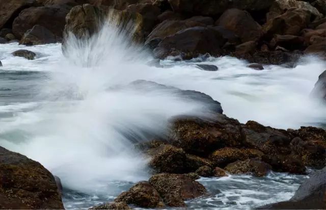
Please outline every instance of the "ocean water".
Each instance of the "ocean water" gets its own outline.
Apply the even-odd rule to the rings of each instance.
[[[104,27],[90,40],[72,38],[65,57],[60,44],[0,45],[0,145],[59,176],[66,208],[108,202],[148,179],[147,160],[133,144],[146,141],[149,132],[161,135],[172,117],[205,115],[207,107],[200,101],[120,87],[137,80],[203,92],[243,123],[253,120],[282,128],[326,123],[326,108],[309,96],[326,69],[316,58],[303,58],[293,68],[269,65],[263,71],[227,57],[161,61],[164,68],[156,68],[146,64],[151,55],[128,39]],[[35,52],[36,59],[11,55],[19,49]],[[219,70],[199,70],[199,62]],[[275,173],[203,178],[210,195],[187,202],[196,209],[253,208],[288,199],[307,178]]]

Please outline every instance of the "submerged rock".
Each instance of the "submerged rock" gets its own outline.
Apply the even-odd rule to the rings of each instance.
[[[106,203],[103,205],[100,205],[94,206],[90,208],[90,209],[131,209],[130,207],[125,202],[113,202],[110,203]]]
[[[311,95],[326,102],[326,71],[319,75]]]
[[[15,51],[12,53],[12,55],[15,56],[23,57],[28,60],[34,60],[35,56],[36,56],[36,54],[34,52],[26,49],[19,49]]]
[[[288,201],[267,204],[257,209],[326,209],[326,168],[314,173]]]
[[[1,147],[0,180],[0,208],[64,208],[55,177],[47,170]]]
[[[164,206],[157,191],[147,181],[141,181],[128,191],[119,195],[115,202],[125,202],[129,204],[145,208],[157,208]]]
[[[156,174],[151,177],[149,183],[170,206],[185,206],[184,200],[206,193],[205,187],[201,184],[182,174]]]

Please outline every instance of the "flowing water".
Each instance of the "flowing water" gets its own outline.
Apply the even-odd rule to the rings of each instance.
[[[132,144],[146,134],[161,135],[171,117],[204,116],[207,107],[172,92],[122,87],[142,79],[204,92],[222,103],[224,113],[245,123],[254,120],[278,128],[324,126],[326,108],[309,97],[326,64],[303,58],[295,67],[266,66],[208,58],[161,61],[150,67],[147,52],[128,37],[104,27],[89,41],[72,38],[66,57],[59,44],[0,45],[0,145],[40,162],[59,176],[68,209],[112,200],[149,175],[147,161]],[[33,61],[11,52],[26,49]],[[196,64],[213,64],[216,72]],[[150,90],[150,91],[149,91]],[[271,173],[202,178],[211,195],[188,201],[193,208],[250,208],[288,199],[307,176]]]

* _GIVEN PROBLEM_: State how many lines of the records above contain the string "flowing". Give the number alone.

* _ANSWER TO THIS TASK_: 2